_Stated exercise_
Your task is to write out the complete listing exactly as it is shown.
####
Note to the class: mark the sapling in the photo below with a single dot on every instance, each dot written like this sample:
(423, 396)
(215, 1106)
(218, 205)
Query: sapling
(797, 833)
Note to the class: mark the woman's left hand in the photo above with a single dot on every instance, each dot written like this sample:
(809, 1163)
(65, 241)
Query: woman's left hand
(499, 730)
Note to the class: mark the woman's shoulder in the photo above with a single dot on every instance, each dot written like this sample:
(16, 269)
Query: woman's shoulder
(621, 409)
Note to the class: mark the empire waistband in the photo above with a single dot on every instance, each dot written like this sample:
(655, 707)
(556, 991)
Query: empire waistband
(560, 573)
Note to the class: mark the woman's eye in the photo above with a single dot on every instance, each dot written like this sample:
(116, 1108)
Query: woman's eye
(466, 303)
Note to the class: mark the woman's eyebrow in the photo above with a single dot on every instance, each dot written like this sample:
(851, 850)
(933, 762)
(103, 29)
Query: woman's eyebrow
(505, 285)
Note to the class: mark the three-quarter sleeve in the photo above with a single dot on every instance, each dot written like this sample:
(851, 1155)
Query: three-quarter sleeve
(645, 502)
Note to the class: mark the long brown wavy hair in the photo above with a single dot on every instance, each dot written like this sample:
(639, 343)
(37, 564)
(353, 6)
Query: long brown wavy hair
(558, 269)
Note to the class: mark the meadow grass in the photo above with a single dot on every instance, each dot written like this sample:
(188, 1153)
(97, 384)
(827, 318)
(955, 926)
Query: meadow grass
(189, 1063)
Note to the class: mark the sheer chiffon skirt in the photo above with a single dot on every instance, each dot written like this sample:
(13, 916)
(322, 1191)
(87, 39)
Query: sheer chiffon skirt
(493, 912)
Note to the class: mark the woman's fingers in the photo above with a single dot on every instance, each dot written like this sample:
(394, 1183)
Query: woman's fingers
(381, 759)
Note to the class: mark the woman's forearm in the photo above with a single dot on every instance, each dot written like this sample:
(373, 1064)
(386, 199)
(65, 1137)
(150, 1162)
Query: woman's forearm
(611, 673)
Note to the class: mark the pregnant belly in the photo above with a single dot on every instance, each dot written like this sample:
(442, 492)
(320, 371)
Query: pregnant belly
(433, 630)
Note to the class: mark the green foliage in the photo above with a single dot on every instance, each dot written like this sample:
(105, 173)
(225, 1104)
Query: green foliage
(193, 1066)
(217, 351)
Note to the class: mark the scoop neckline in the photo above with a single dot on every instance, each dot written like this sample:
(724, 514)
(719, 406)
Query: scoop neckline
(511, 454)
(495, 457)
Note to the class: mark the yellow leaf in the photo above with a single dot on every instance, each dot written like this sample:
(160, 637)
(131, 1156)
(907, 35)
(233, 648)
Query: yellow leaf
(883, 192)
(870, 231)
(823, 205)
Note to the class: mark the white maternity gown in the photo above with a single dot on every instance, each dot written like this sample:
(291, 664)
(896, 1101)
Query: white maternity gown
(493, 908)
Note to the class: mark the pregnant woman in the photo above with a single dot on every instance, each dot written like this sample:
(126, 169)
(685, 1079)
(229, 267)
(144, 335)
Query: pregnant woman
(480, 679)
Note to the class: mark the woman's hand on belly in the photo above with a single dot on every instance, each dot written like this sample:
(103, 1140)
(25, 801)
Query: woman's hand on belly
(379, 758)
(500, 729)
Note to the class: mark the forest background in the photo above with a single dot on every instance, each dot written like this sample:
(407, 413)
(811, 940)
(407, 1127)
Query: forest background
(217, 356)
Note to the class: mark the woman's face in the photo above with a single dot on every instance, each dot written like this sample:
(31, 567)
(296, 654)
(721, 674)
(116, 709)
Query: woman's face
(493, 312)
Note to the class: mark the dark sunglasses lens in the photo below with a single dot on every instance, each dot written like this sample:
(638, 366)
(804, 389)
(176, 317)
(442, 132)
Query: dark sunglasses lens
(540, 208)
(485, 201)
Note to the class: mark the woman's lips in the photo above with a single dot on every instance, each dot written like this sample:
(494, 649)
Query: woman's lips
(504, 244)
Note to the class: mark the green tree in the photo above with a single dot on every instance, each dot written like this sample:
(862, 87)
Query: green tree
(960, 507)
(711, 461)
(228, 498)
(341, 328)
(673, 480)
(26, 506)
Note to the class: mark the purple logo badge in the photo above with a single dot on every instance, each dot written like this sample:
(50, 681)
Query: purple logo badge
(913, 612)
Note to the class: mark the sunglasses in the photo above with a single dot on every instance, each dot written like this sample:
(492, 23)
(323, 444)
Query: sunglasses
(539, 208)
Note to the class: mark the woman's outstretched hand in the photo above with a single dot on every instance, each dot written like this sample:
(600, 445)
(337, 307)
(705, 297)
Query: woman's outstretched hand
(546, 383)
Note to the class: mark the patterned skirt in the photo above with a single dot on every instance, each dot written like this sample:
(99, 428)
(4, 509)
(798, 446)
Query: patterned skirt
####
_Solution for this problem_
Note to the class: mark the sapling in the photo below with a single dot on every instance, each dot written like this sample:
(423, 396)
(215, 1106)
(218, 205)
Query: sapling
(797, 833)
Note to the class: mark the woman's left hand in the photo above with a single dot on every instance, each dot written like this sample:
(809, 1163)
(65, 241)
Query: woman's left hand
(499, 730)
Note to the class: mark the woman's shoulder in the photo above with a single dot on every instance, each dot written like this sample:
(16, 269)
Query: woman's shoulder
(621, 409)
Note to the class: mark the empire waistband in the photo above with a single dot on every instance, each dot written like this sample:
(655, 707)
(556, 991)
Query: empire waistband
(560, 573)
Note to the class: mark the woman's eye in the photo above with a single dot on every instance, each dot written like this sample:
(116, 1108)
Query: woman's eye
(466, 303)
Note to the class: mark the woman's eyebrow in the photo above with a single dot on every instance, each dot written like this sample:
(851, 850)
(933, 762)
(103, 29)
Query: woman's eyebrow
(505, 285)
Note to the class: mark the three-quarter sleeve in the photo above with a single dot on every instance, each dot written like this sample:
(851, 1155)
Query: three-quarter sleeve
(645, 502)
Note to the class: mark the long brown wavy hair in the photo above with a single dot on every instance, each dot written like this sample:
(639, 343)
(37, 564)
(353, 6)
Query: long brown wavy hair
(558, 269)
Note to the class: mark the meadow grass in the photo above with a single dot on every instance, each dot written like this sample:
(188, 1153)
(97, 384)
(827, 318)
(955, 926)
Query: meadow grass
(189, 1063)
Note to the class: mark the sheer chiffon skirt in the photo above with a single dot on every instance, each dot written like this sample:
(13, 916)
(322, 1191)
(87, 39)
Query: sheer chiffon skirt
(493, 912)
Note to the class: mark the woman's fingers in the photo above with a single dot on every instance, each dot written like this sample:
(394, 1183)
Query: woman's fingers
(381, 759)
Note to the class: mark the woman's forearm in the photo above with a single dot on every instance, each dot written like this sample:
(373, 1064)
(386, 199)
(65, 1137)
(150, 1162)
Query: woman's forearm
(611, 673)
Note to the class: mark the pregnant belly in the photo above with a single dot on every instance, each dot written like this sample:
(442, 492)
(320, 371)
Query: pregnant belly
(433, 630)
Note to the class: mark the green foliage in the photo above with a single dot on every instance, each dot written like this sample:
(105, 173)
(225, 1104)
Query: green foliage
(193, 1066)
(217, 351)
Note to the class: mark the scoop neckline in the photo above with a single dot on every instance, each dot written like this sample:
(724, 514)
(719, 406)
Query: scoop neckline
(511, 454)
(495, 457)
Note to the class: mark the yellow leaf in the photo above with a single dot on every instance, each dot written like this sample:
(160, 637)
(131, 1156)
(907, 35)
(233, 648)
Query: yellow leaf
(883, 192)
(870, 231)
(823, 205)
Note to the class: mark the white maternity gown in the photo above with a single dot on every instance, each dot written like this sample:
(291, 664)
(896, 1101)
Query: white maternity gown
(493, 908)
Note to the class: mark the pregnant woman in the photo above with a single dot on every instance, each dot written like this sample:
(126, 169)
(685, 1079)
(229, 267)
(144, 335)
Query: pregnant woman
(480, 679)
Note to the class: mark the woman's hand on belly in the photo above with a single dot on every instance, each dot written like this sample:
(103, 1140)
(25, 801)
Query: woman's hand on belly
(379, 758)
(500, 729)
Note to the class: mark the forest background in the photo above with a single dot on every instance, each dot written like this sample:
(407, 413)
(811, 940)
(407, 1127)
Query: forest background
(217, 356)
Note to the class: mark the woman's face in the photo above with a single dot on every instance, each dot written like this sample:
(31, 567)
(296, 654)
(721, 674)
(116, 709)
Query: woman's face
(493, 312)
Note to the class: mark the dark sunglasses lens in the photo below with a single dot on every instance, each dot written like this sample:
(638, 366)
(804, 389)
(176, 317)
(442, 132)
Query: dark sunglasses lens
(540, 208)
(485, 201)
Note to the class: mark the woman's lips in the photo above with a single dot on every instance, each dot written like this sample:
(494, 649)
Query: woman's lips
(504, 244)
Note to the class: mark the green tree in the photo above with a single dot on every instance, each dot written like this sample:
(862, 87)
Query: green tree
(960, 507)
(711, 461)
(228, 498)
(341, 328)
(673, 480)
(26, 506)
Note to the class: mark the purple logo badge in the photo above with a single dot on every instance, each dot written like this sample:
(50, 681)
Query: purple logo badge
(913, 612)
Note to the class: mark the sunglasses in the photo above with a single dot on every instance, each dot written like this sample:
(492, 23)
(323, 444)
Query: sunglasses
(539, 208)
Note to the class: mark the woman's outstretched hand in the photo above with a single dot on every instance, each dot written like this sample:
(600, 445)
(337, 307)
(705, 297)
Query: woman's outstretched hand
(546, 383)
Note to the class: mark the patterned skirt in the photo above with a single dot on every instance, each dot written like this sample:
(99, 428)
(4, 509)
(798, 446)
Query: patterned skirt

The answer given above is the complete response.